Burry
© Jim Spellman/WireImageHedge fund manager Michael Burry stakes 90pc of portfolio with $1.6bn bet against Wall Street. At the The Big Short's 2015 New York premiere.
The 'Big Short' investor who called the 2008 stock market has made a $1.6bn (£1.3bn) bet on a second crisis by the end of this year.

Michael Burry, the Wall Street trader who predicted America's subprime mortgage crisis in the 2000s, the spark which ignited a global financial meltdown, has made a bet against the S&P 500 and Nasdaq 100 stock indices, according to filings with the Securities and Exchange Commission, the American financial regulator.

Mr Burry's firm, Scion Asset Management, has bought $866m in "put options" against a fund that tracks the S&P 500, the American benchmark index. These give investors the right to sell shares at a fixed price in the future and means that he could make a profit if shares fall.

The firm has also bought $739m in bets against a fund that tracks the Nasdaq 100, which follows some of America's largest technology companies.

Such is his conviction, Mr Burry is using more than 90pc of his fund's portfolio to bet on the downturn, according to reports.

The hedge fund manager first rose to fame with his bets against the American housing market before the 2008 financial crisis, a move that netted his investors hundreds of millions of dollars in profits.

His actions were chronicled in Michael Lewis' book The Big Short, and later made into a film in which he was portrayed by Christian Bale.

Mr Burry is known to be an eccentric character on Wall Street. He has a glass eye as a result of suffering a rare form of cancer as an infant and his success is often attributed to a strong ability to focus.

Before joining the fund management industry, Mr Burry studied economics and pre-med at the University of California, and later earned a medical degree.

Although he is not a practising doctor, he has kept his licence as a physician active with the Medical Board of California.

The S&P 500 is up by around 15pc in the year to date, while the Nasdaq 100 is up almost 37pc over the same period. Most of these gains can be traced back to only a handful of companies, such as the chip-maker Nvidia.

US stocks have gained this year

US stocks 2023
In January, Mr Burry tweeted: "Sell." By March however, he had backtracked and said he was "wrong to say sell".


Comment: That was a tweet, in this instance he has allegedly bet 90% of his portfolio's funds.


At the end of The Big Short, it was noted that Mr Burry's investing had become focused on "one commodity: water".

> Stored data
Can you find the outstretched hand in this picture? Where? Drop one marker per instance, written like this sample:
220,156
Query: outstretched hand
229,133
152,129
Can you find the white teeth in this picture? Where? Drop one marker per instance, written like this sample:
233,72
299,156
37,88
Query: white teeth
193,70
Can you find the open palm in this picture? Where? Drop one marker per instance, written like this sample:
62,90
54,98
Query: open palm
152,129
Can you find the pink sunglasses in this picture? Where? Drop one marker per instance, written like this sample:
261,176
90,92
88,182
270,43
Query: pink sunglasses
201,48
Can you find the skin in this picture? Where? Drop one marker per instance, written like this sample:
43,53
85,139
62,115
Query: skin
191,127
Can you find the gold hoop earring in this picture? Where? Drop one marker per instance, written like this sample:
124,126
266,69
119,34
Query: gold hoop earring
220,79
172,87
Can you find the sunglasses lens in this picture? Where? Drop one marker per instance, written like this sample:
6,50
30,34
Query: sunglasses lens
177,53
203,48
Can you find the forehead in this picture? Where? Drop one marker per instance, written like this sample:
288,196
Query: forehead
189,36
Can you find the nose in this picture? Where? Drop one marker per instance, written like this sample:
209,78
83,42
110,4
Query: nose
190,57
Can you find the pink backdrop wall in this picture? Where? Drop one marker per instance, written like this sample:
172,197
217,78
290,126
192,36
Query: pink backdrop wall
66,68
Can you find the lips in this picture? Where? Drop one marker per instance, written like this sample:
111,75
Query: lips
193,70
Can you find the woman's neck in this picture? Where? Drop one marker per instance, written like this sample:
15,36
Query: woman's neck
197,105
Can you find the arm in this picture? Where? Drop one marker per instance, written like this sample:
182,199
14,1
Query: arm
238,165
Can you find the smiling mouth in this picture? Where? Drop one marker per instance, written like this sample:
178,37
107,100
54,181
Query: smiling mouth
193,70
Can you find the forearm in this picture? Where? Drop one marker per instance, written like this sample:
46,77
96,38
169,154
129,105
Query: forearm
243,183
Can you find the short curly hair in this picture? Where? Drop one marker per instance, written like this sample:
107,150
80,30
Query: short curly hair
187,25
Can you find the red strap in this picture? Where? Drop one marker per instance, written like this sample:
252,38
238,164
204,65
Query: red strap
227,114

> What you will do
(a) For each statement, say whether it agrees with the article about Michael Burry, giving yes or no and quoting the article's deciding words. (i) Scion Asset Management bought $866m in put options against a fund that tracks the Nasdaq 100. (ii) Mr Burry still holds an active physician's licence. (iii) The Nasdaq 100 is up by around 15pc in the year to date.
(b) Name every person mentioned in the article about Michael Burry.
(c) Reproduce the passage of the article about Michael Burry from "Michael Burry, the" to "largest technology companies.".
The stored data entries have no role in this work.

> Set of answers
(a)
(i) No: "has bought $866m in "put options" against a fund that tracks the S&P 500"
(ii) Yes: "he has kept his licence as a physician active with the Medical Board of California"
(iii) No: "the Nasdaq 100 is up almost 37pc over the same period"

(b) Jim Spellman, Michael Burry, Michael Lewis, Christian Bale

(c)
Michael Burry, the Wall Street trader who predicted America's subprime mortgage crisis in the 2000s, the spark which ignited a global financial meltdown, has made a bet against the S&P 500 and Nasdaq 100 stock indices, according to filings with the Securities and Exchange Commission, the American financial regulator.

Mr Burry's firm, Scion Asset Management, has bought $866m in "put options" against a fund that tracks the S&P 500, the American benchmark index. These give investors the right to sell shares at a fixed price in the future and means that he could make a profit if shares fall.

The firm has also bought $739m in bets against a fund that tracks the Nasdaq 100, which follows some of America's largest technology companies.